Exercise description:
Beginning at the top of the data below, restate every line word for word until the line containing "50L176 136L68 217L58" has been included, and omit the pictures.
:: Exercise data ::
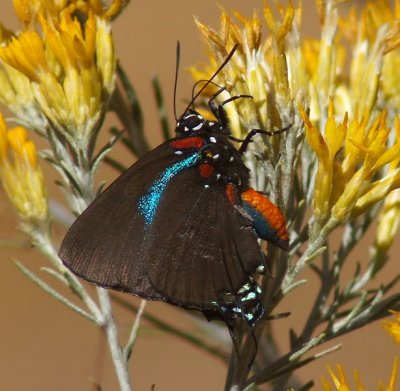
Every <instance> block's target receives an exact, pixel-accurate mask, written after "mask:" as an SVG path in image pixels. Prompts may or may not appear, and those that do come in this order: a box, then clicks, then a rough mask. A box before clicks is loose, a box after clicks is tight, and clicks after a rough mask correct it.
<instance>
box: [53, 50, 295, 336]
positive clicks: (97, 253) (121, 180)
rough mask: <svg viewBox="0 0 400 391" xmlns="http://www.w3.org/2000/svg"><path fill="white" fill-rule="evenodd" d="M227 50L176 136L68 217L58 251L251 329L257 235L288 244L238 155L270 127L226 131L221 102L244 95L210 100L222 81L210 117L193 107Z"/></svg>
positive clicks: (133, 293)
mask: <svg viewBox="0 0 400 391" xmlns="http://www.w3.org/2000/svg"><path fill="white" fill-rule="evenodd" d="M235 50H236V47H235V48H234V49H233V50H232V51H231V52H230V54H229V55H228V56H227V58H226V59H225V61H224V62H223V64H222V65H221V66H220V67H219V69H218V70H217V71H216V72H215V74H214V75H213V76H212V77H211V78H210V79H209V80H207V81H206V83H205V85H204V86H203V87H202V88H201V89H200V91H199V92H198V93H197V94H196V95H195V96H194V97H193V98H192V100H191V102H190V104H189V105H188V107H187V108H186V110H185V111H184V113H183V115H182V116H181V117H180V118H178V119H177V122H176V129H175V132H176V136H175V137H174V138H172V139H170V140H168V141H166V142H164V143H163V144H161V145H160V146H158V147H157V148H155V149H153V150H152V151H150V152H149V153H147V154H146V155H144V156H143V157H141V158H140V159H139V160H138V161H137V162H136V163H135V164H133V165H132V166H131V167H130V168H128V169H127V170H126V171H125V172H124V173H123V174H122V175H121V176H120V177H119V178H117V179H116V180H115V181H114V182H113V183H112V184H111V185H110V186H109V187H108V188H107V189H106V190H105V191H104V192H103V193H101V194H100V195H99V196H98V197H97V198H96V199H95V200H94V201H93V202H92V203H91V204H90V205H89V207H88V208H87V209H86V210H85V211H84V212H83V213H82V214H81V215H80V216H79V217H78V218H77V219H76V221H75V222H74V223H73V224H72V226H71V227H70V229H69V231H68V232H67V234H66V236H65V238H64V241H63V243H62V245H61V248H60V252H59V255H60V257H61V259H62V261H63V263H64V265H65V266H66V267H67V268H68V269H70V270H71V271H73V272H74V273H75V274H77V275H78V276H80V277H82V278H84V279H85V280H87V281H90V282H92V283H94V284H96V285H99V286H102V287H105V288H112V289H115V290H118V291H122V292H127V293H130V294H133V295H137V296H139V297H141V298H144V299H148V300H161V301H166V302H168V303H171V304H174V305H178V306H180V307H184V308H186V309H195V310H199V311H201V312H202V313H203V314H205V315H206V317H207V318H208V319H215V318H217V319H221V320H223V321H225V322H226V323H227V325H228V327H229V328H230V329H231V328H232V327H233V322H234V321H235V319H244V320H245V321H246V323H247V324H248V325H249V327H252V326H254V324H255V323H256V321H257V320H258V319H260V318H261V317H262V316H263V314H264V309H263V306H262V304H261V301H260V297H261V290H260V287H259V285H258V284H257V282H256V281H255V280H254V279H253V278H252V276H253V274H254V273H255V272H256V271H257V270H259V271H260V270H261V269H262V268H263V267H264V266H265V256H264V254H263V252H262V251H261V249H260V246H259V243H258V239H263V240H267V241H268V242H270V243H273V244H274V245H277V246H278V247H280V248H282V249H284V250H287V248H288V234H287V231H286V227H285V221H284V217H283V214H282V212H281V211H280V209H279V208H278V207H277V206H275V205H274V204H273V203H272V202H271V201H270V200H269V199H268V198H267V197H266V196H265V195H264V194H263V193H261V192H258V191H255V190H253V189H252V188H250V186H249V178H250V173H249V169H248V168H247V167H246V166H245V164H244V162H243V158H242V155H243V152H244V151H245V150H246V148H247V146H248V144H249V143H250V142H251V139H252V137H253V136H254V135H255V134H257V133H262V134H267V135H271V134H276V133H277V132H275V133H270V132H267V131H265V130H260V129H256V130H252V131H251V132H250V133H249V134H248V135H247V137H246V138H245V139H244V140H237V139H235V138H234V137H233V136H231V132H230V130H229V121H228V118H227V115H226V112H225V110H224V105H225V104H227V103H229V102H231V101H232V100H235V99H238V98H248V96H235V97H232V98H230V99H229V100H227V101H225V102H223V103H222V104H220V105H217V104H216V103H215V101H214V100H215V98H216V96H218V94H220V93H221V92H222V91H223V90H224V88H220V89H219V90H218V91H217V92H216V93H215V95H214V96H213V97H212V98H211V99H210V100H209V108H210V110H211V112H212V113H213V114H214V116H215V121H208V120H207V119H205V118H204V117H203V116H201V115H200V114H199V113H198V112H197V111H195V110H194V108H193V105H194V101H195V99H196V98H197V97H198V96H199V95H200V93H201V92H202V91H203V90H204V88H205V87H206V86H207V85H209V84H210V83H212V80H213V78H214V77H215V76H216V75H217V74H218V72H219V71H220V70H221V69H222V68H223V67H224V66H225V65H226V63H227V62H228V61H229V59H230V58H231V57H232V55H233V54H234V52H235ZM178 51H179V49H178ZM178 58H179V54H178ZM178 63H179V61H177V64H178ZM177 73H178V65H177ZM176 80H177V78H175V89H174V93H175V92H176ZM212 84H214V83H212ZM174 102H175V99H174ZM174 108H175V106H174ZM175 117H176V115H175ZM286 129H287V128H285V129H282V130H281V131H279V132H283V131H285V130H286ZM232 140H233V141H237V142H240V143H241V146H240V148H239V149H236V148H235V147H234V146H233V144H232V143H231V141H232Z"/></svg>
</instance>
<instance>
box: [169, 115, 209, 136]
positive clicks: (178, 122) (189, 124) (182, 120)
mask: <svg viewBox="0 0 400 391" xmlns="http://www.w3.org/2000/svg"><path fill="white" fill-rule="evenodd" d="M204 126H205V120H204V118H203V117H202V116H201V115H200V114H197V113H195V112H194V113H193V112H189V113H186V114H185V115H183V116H182V117H181V118H180V119H179V121H178V123H177V128H176V131H177V132H178V133H184V134H188V133H193V132H198V131H200V130H201V129H202V128H203V127H204Z"/></svg>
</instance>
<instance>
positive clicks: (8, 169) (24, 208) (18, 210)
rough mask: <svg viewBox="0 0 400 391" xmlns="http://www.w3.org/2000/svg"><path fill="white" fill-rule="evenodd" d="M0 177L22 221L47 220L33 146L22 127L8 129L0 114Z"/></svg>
mask: <svg viewBox="0 0 400 391" xmlns="http://www.w3.org/2000/svg"><path fill="white" fill-rule="evenodd" d="M0 179H1V183H2V185H3V188H4V190H5V192H6V194H7V195H8V197H9V198H10V200H11V202H12V204H13V205H14V207H15V209H16V210H17V213H18V215H19V216H20V218H21V219H22V221H23V222H25V223H30V224H34V225H38V224H41V223H44V222H48V220H49V214H48V204H47V195H46V187H45V184H44V179H43V174H42V171H41V169H40V167H39V164H38V157H37V152H36V147H35V145H34V144H33V142H32V141H30V140H29V139H28V134H27V130H26V129H25V128H23V127H21V126H18V127H16V128H13V129H7V127H6V124H5V121H4V118H3V116H2V115H1V113H0Z"/></svg>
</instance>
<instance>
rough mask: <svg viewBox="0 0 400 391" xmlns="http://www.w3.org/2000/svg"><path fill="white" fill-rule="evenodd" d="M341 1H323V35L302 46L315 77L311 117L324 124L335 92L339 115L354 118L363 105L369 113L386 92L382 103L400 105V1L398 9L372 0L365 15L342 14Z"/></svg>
mask: <svg viewBox="0 0 400 391" xmlns="http://www.w3.org/2000/svg"><path fill="white" fill-rule="evenodd" d="M336 3H338V1H334V0H330V1H329V0H325V1H320V2H319V5H320V7H319V8H320V18H321V21H322V31H321V39H320V40H318V41H317V40H305V41H304V43H303V47H302V49H303V54H304V58H305V59H306V69H307V72H308V74H309V78H310V81H311V82H310V91H309V95H310V98H311V101H310V108H311V110H310V118H311V120H312V121H314V122H316V121H320V122H321V123H322V124H323V123H324V121H325V120H326V116H327V112H328V102H329V98H330V97H331V98H332V99H333V101H334V108H335V112H336V113H337V114H338V115H339V116H341V117H343V116H344V114H345V113H346V112H347V113H348V114H349V116H350V117H352V116H353V115H354V113H355V111H356V110H358V111H359V112H360V113H363V114H364V115H365V116H366V117H369V116H371V115H373V114H374V111H376V109H377V99H378V94H379V93H380V91H382V92H383V94H381V95H382V96H379V99H380V100H381V101H380V102H379V103H380V104H381V103H386V102H387V103H389V104H390V106H391V107H393V109H396V110H398V108H399V107H400V106H399V105H398V102H395V101H396V100H398V99H399V98H398V96H399V87H398V86H399V85H400V84H399V81H400V80H399V79H398V72H396V70H397V69H398V68H397V66H398V63H399V56H400V51H399V49H398V46H399V43H400V25H399V22H398V14H399V9H400V8H399V4H400V2H399V0H396V5H395V7H394V10H392V8H391V6H390V3H389V1H387V0H374V1H368V2H367V5H366V7H365V8H364V9H363V10H362V14H361V16H359V15H358V12H357V11H356V9H355V8H354V9H353V10H352V11H351V12H350V13H349V14H348V15H347V16H346V17H339V15H338V10H337V7H336ZM345 40H347V41H349V42H347V43H345V42H344V41H345ZM346 57H348V58H349V60H348V61H346ZM346 62H348V63H350V74H348V70H347V66H345V64H346ZM382 98H383V99H384V100H385V102H382Z"/></svg>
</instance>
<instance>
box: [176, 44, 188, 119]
mask: <svg viewBox="0 0 400 391" xmlns="http://www.w3.org/2000/svg"><path fill="white" fill-rule="evenodd" d="M180 59H181V44H180V43H179V41H177V42H176V67H175V82H174V117H175V121H178V118H177V116H176V89H177V88H178V73H179V62H180ZM186 110H187V109H186Z"/></svg>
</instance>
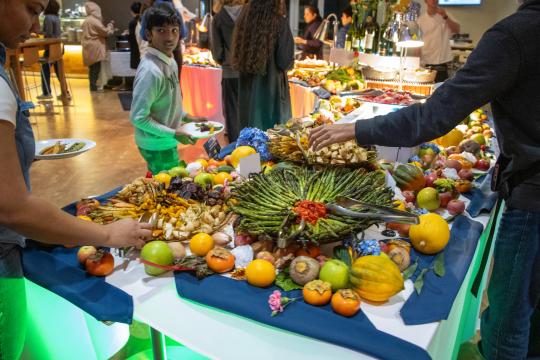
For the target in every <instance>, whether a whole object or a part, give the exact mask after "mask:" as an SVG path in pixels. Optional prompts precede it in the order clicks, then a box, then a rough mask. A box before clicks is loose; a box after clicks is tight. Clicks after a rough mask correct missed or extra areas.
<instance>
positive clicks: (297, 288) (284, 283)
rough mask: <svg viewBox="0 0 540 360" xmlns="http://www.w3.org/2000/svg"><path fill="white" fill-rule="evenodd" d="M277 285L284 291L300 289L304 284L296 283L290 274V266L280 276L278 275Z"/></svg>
mask: <svg viewBox="0 0 540 360" xmlns="http://www.w3.org/2000/svg"><path fill="white" fill-rule="evenodd" d="M275 284H276V286H279V287H280V288H282V289H283V291H291V290H300V289H302V288H303V286H302V285H298V284H297V283H295V282H294V281H293V280H292V279H291V277H290V276H289V268H288V267H287V268H285V269H283V270H282V271H281V272H280V273H279V274H278V276H276V283H275Z"/></svg>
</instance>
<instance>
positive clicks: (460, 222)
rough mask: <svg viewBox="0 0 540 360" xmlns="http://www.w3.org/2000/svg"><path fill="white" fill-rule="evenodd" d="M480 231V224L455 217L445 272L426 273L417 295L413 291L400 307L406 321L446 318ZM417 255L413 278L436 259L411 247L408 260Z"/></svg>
mask: <svg viewBox="0 0 540 360" xmlns="http://www.w3.org/2000/svg"><path fill="white" fill-rule="evenodd" d="M482 231H483V226H482V224H480V223H479V222H477V221H473V220H471V219H469V218H468V217H466V216H458V217H457V218H456V219H455V220H454V224H453V226H452V231H451V235H450V241H449V243H448V245H447V247H446V248H445V250H444V263H445V270H446V272H445V275H444V276H442V277H438V276H437V275H436V274H435V273H434V271H428V272H427V273H426V275H425V277H424V287H423V289H422V292H421V293H420V295H418V294H417V293H416V291H415V292H414V293H413V294H412V295H411V296H410V297H409V299H407V302H406V303H405V305H404V306H403V308H402V309H401V317H402V318H403V321H404V322H405V324H407V325H418V324H426V323H431V322H435V321H440V320H445V319H447V318H448V314H450V310H451V309H452V304H453V303H454V300H455V298H456V296H457V293H458V291H459V288H460V287H461V284H462V283H463V280H464V279H465V275H466V274H467V271H468V270H469V267H470V265H471V261H472V259H473V257H474V253H475V251H476V248H477V246H478V240H479V239H480V235H481V234H482ZM416 258H418V269H417V270H416V273H415V274H414V276H412V277H411V280H413V281H414V280H415V279H416V278H417V276H418V275H419V274H420V271H421V270H422V269H425V268H430V267H432V266H433V262H434V261H435V256H430V255H422V254H418V253H416V252H415V251H414V249H413V250H411V259H412V260H413V261H414V260H416Z"/></svg>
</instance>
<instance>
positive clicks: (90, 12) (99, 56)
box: [81, 1, 114, 91]
mask: <svg viewBox="0 0 540 360" xmlns="http://www.w3.org/2000/svg"><path fill="white" fill-rule="evenodd" d="M84 8H85V10H86V19H85V20H84V22H83V24H82V31H83V33H82V40H81V45H82V49H83V63H84V65H86V66H88V79H89V81H90V91H101V90H103V89H102V87H100V88H99V89H98V85H97V80H98V78H99V73H100V71H101V62H102V61H103V60H105V59H107V46H106V44H105V42H106V40H107V37H108V36H109V35H111V34H113V33H114V23H113V22H112V21H111V22H110V23H109V24H107V26H104V25H103V22H102V21H103V18H102V16H101V8H100V7H99V5H98V4H96V3H95V2H92V1H88V2H86V3H85V4H84Z"/></svg>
:::
Answer box:
Every <instance> block's target receives an exact, pixel-accurate mask, written after "mask:" as an SVG path in image pixels. Prompts may or may not appear, and those that do come in this order: a box, then clicks, then a rough mask. A box before clicks is loose, a box after clicks is tight, and clicks after a rough mask correct it.
<instance>
box: [53, 50, 295, 336]
positive clicks: (97, 253) (121, 180)
rough mask: <svg viewBox="0 0 400 391" xmlns="http://www.w3.org/2000/svg"><path fill="white" fill-rule="evenodd" d="M227 50L176 136L68 217L58 251L251 329L257 235L288 244L238 155L270 127L226 131L221 102L244 95L210 100L222 81L210 117L193 107Z"/></svg>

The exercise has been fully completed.